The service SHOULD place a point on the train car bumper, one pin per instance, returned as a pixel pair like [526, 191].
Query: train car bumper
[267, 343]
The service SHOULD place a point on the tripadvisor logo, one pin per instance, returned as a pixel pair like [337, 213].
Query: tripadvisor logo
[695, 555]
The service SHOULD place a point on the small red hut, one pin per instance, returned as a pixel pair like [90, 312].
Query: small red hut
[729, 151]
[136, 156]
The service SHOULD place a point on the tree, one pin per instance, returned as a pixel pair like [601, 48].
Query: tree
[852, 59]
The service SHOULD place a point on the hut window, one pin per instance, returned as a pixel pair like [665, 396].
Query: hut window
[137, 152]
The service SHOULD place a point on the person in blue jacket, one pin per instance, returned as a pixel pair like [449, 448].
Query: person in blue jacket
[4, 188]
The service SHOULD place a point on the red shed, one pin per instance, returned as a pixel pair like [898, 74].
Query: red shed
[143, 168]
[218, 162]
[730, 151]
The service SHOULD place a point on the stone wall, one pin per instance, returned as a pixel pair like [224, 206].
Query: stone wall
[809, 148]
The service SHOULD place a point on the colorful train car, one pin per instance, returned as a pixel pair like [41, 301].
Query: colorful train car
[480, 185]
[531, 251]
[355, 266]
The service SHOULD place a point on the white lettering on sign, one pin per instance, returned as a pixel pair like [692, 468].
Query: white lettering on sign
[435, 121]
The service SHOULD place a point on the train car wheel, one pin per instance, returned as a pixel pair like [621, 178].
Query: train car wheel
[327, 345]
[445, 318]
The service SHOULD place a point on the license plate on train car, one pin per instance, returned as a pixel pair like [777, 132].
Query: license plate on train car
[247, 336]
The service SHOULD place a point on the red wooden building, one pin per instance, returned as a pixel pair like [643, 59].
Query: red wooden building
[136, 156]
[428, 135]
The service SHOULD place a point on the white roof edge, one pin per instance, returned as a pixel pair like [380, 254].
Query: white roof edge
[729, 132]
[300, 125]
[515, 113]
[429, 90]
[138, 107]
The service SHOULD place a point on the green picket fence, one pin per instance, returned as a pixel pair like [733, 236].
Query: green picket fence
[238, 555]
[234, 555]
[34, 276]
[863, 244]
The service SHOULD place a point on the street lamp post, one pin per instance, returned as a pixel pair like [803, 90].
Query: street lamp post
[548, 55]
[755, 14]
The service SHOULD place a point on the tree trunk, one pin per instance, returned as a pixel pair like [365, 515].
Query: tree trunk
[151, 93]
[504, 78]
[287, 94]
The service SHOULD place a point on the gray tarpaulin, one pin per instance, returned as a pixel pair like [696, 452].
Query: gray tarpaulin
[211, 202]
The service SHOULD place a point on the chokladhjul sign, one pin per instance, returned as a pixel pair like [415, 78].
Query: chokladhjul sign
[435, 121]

...

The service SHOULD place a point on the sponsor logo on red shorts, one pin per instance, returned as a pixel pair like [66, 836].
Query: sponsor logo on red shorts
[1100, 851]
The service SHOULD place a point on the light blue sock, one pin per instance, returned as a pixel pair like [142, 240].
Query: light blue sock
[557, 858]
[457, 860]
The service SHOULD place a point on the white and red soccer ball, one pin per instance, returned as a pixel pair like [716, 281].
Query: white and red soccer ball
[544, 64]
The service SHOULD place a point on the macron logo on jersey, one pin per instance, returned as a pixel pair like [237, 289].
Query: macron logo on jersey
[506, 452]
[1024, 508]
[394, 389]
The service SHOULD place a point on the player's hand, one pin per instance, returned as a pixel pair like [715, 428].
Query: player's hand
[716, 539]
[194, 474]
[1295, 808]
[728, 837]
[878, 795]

---

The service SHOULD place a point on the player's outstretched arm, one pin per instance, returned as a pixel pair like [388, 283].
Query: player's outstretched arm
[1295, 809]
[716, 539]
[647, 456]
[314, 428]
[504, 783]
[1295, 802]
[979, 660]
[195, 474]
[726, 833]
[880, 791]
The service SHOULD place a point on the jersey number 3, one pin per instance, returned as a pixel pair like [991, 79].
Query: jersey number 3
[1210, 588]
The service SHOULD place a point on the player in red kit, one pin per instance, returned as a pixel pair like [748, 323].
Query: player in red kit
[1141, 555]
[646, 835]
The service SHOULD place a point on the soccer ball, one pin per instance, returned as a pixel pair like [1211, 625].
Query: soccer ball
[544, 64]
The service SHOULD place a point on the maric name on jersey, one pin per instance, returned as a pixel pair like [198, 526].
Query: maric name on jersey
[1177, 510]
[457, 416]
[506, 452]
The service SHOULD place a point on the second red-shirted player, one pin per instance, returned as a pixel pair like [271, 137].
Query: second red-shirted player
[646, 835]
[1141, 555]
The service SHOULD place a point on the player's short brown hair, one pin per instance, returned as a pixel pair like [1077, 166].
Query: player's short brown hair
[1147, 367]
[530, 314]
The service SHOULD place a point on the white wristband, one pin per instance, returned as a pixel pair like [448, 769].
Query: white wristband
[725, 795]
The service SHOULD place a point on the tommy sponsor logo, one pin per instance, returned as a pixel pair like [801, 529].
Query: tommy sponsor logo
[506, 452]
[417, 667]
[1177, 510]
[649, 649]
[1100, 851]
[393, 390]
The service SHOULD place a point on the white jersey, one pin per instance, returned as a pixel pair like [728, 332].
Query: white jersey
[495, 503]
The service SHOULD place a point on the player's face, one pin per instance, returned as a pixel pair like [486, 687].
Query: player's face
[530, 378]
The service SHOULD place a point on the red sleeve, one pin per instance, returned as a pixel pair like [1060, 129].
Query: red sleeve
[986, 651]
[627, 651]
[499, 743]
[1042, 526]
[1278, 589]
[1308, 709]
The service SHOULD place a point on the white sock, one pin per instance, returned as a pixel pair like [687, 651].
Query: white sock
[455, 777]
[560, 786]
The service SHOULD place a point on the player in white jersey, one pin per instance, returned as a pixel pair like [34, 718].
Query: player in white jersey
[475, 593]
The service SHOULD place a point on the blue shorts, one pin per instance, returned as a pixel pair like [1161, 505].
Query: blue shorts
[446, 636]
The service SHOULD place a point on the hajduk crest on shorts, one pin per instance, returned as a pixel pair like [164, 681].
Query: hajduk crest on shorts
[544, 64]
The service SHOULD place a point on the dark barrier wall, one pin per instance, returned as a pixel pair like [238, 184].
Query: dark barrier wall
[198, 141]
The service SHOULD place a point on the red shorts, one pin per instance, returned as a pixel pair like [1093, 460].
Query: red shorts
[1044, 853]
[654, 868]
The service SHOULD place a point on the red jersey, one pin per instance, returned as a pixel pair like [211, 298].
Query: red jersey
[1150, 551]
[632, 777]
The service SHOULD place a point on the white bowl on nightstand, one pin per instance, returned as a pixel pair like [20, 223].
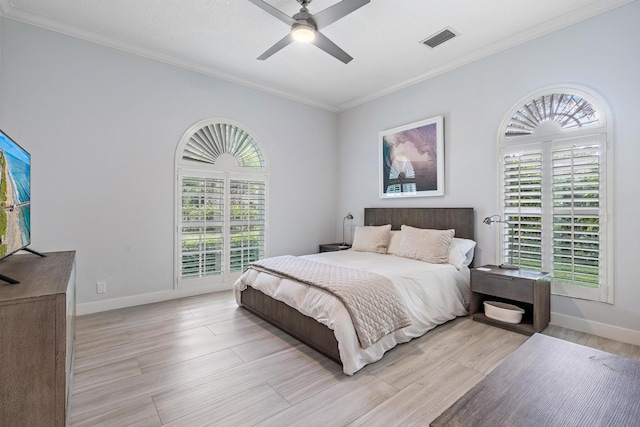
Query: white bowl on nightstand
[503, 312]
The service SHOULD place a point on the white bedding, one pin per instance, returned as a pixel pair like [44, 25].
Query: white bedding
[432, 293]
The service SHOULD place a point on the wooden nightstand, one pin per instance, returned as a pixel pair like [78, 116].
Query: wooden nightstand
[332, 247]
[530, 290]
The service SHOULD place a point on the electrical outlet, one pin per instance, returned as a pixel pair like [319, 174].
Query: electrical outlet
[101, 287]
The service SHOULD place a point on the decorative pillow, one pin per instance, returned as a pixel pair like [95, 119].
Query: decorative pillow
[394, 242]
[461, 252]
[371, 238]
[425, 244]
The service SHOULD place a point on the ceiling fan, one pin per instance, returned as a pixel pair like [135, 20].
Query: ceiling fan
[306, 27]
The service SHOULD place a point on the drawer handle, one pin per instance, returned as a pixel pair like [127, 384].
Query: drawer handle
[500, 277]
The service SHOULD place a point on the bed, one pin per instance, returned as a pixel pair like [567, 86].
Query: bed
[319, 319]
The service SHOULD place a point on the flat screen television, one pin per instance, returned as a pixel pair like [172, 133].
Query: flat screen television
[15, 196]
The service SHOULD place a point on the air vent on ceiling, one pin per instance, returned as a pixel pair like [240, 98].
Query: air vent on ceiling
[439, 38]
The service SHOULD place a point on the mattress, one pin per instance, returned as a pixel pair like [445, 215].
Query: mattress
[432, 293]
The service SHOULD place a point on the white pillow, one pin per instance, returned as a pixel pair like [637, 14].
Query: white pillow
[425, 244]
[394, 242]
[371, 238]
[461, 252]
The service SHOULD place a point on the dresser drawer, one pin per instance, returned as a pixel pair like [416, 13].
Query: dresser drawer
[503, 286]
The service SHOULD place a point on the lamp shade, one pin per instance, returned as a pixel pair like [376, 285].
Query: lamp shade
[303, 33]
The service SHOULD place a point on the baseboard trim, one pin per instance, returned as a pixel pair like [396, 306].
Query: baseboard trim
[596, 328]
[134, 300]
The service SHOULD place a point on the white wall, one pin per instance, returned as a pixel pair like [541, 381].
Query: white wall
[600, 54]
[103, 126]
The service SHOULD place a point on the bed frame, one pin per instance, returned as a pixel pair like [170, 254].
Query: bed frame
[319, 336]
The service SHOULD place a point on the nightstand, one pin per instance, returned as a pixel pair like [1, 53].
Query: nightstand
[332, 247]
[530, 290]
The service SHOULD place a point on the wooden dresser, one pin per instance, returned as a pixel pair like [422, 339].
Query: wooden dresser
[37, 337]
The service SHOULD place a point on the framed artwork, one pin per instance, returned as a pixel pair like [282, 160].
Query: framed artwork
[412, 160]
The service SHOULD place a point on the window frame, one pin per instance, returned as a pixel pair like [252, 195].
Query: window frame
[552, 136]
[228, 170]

What is needed: Find every line in the listing above that contains the word "wristband", and copy each such line in full. Case counts.

Complete output:
The service SHOULD place a point on the white wristband, one pin per instance, returned as a pixel pair like [448, 769].
Query: white wristband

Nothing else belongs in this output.